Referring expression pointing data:
= = = = =

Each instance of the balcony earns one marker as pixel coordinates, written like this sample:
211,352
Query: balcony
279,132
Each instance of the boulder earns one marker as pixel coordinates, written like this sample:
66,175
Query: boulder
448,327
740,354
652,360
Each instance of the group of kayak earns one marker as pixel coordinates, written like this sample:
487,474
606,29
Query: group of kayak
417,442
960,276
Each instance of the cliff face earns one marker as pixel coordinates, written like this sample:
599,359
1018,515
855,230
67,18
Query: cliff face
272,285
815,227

= = = = =

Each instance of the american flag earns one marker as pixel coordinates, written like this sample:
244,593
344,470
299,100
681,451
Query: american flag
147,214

= = = = =

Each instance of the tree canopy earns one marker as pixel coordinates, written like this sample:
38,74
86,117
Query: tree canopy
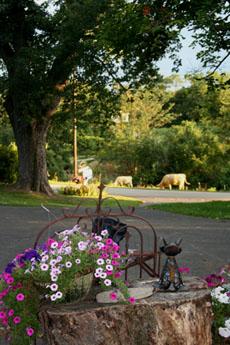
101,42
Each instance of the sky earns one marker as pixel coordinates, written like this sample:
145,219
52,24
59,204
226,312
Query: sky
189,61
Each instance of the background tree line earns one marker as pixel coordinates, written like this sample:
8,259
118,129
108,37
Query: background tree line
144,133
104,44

= = = = =

#### What the exercise asks:
All lines in the records above that contain "coordinates" are to be reported.

#### Written response:
Each instance of the balcony earns one marker as pixel coordinates, written like this sample:
Each instance of the boulder earns one marker as pixel coordinates, written like this sample:
Each instance of the group of kayak earns one marker as pixel coordinates, written like this sample:
Each instance of the cliff face earns one marker as pixel coordinates, written like this sample:
Each instance of the american flag earns one marker as pixel coordinates, written like this sample:
Each instance of the tree canopy earns one marker as pixel coordinates, written like this sample:
Each instance of the sky earns one marker as pixel coordinates, written like this sample:
Each instance of the background tree line earns one marker as pixel coordinates, written like this sample:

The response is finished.